▶ _LO QUE SE PIDE_: Reproduce tal cual el pasaje del fragmento sobre el ufanismo brasileño que va desde "Conforme el equipo" hasta "que la poesía.", ambos incluidos.

▶ _FRAGMENTO SELECCIONADO_:
**********

Conforme el equipo canariho empezó a superar a trancas y barrancas partidos, los brasileños fueron desempolvando esa particular versión del patriotismo que es el ufanismo. Las calles se llenaron de camisetas amarillas y banderas y las evoluciones sobre el terreno de juego de Thiago Silva, Marcelo Vieria, Julio Cesar, Hulk y, sobre todo, Neymar, les hicieron recuperar el orgullo de “impávido coloso” que cantaba ese himno con el que los torcedores hacían vibrar cada arranque de partido. Es cierto que lo hacían sin la fantasía que en otros tiempos caracterizó el fútbol brasileño. Pero, sin duda, si algo hacen los tiempos es cambiar. Y en los nuevos tiempos del Brasil potencia económica priman más los resultados que la poesía.

**********

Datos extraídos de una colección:
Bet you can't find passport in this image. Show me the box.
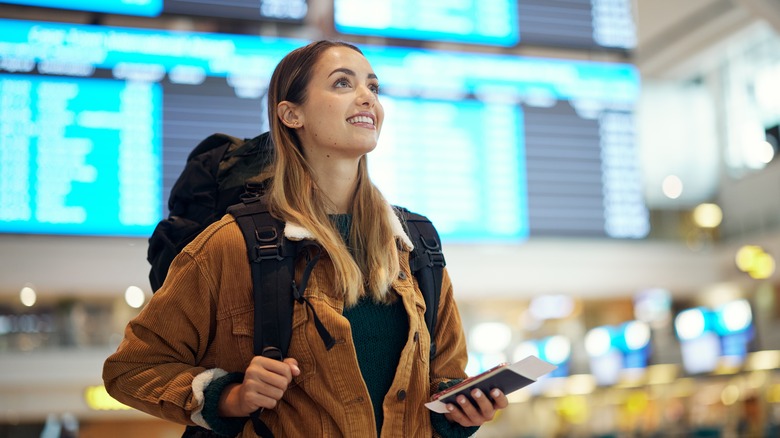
[425,356,557,414]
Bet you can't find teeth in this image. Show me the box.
[347,116,374,125]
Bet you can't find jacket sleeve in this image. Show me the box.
[103,246,221,425]
[430,268,479,438]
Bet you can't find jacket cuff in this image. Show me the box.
[431,379,479,438]
[190,368,246,436]
[201,373,249,436]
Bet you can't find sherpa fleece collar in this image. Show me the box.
[284,204,414,251]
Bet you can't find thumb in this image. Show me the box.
[284,357,301,376]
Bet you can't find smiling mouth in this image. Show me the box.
[347,116,374,126]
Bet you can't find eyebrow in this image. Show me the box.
[328,67,379,79]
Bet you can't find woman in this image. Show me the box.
[103,41,507,437]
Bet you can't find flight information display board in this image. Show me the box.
[333,0,636,50]
[0,20,649,242]
[0,0,308,22]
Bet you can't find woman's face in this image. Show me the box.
[280,46,384,160]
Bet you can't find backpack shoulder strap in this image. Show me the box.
[396,207,447,359]
[228,197,297,360]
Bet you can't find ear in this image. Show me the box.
[276,100,303,129]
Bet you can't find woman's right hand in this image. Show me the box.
[219,356,301,417]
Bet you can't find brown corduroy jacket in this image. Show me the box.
[103,208,467,437]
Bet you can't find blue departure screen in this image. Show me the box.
[333,0,636,50]
[0,0,163,17]
[0,20,649,242]
[0,75,161,236]
[333,0,519,46]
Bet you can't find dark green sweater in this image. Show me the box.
[331,214,409,435]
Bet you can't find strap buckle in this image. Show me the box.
[420,236,445,268]
[252,227,283,263]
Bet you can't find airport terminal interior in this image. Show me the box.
[0,0,780,438]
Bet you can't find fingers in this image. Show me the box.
[240,356,301,412]
[445,389,509,426]
[284,357,301,377]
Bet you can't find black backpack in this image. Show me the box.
[147,132,445,437]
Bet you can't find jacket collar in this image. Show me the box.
[284,204,414,251]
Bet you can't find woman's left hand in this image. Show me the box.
[444,389,509,427]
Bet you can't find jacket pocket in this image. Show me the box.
[230,309,255,365]
[413,296,433,364]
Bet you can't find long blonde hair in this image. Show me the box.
[268,41,400,306]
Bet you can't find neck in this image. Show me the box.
[312,159,359,214]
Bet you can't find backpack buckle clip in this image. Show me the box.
[253,227,283,262]
[420,236,445,268]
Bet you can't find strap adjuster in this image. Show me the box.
[252,227,283,263]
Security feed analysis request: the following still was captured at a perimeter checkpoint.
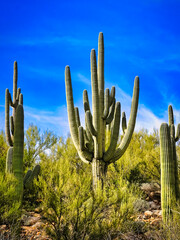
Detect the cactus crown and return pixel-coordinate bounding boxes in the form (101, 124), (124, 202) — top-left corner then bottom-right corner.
(65, 33), (139, 164)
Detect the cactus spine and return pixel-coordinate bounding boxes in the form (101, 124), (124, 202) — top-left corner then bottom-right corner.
(160, 105), (180, 224)
(5, 62), (24, 199)
(65, 33), (139, 189)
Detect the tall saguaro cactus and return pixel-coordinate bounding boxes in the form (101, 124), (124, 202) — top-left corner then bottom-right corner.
(65, 33), (139, 188)
(5, 62), (24, 198)
(160, 105), (180, 223)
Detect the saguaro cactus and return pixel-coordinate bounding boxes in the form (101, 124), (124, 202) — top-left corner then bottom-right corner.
(65, 33), (139, 188)
(160, 105), (180, 223)
(5, 62), (24, 198)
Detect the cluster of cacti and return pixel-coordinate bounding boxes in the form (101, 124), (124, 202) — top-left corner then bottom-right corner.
(5, 62), (24, 199)
(24, 164), (41, 188)
(160, 105), (180, 223)
(65, 33), (139, 188)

**********

▶ _EJERCICIO RESUELTO_:
Conforme el equipo canariho empezó a superar a trancas y barrancas partidos, los brasileños fueron desempolvando esa particular versión del patriotismo que es el ufanismo. Las calles se llenaron de camisetas amarillas y banderas y las evoluciones sobre el terreno de juego de Thiago Silva, Marcelo Vieria, Julio Cesar, Hulk y, sobre todo, Neymar, les hicieron recuperar el orgullo de “impávido coloso” que cantaba ese himno con el que los torcedores hacían vibrar cada arranque de partido. Es cierto que lo hacían sin la fantasía que en otros tiempos caracterizó el fútbol brasileño. Pero, sin duda, si algo hacen los tiempos es cambiar. Y en los nuevos tiempos del Brasil potencia económica priman más los resultados que la poesía.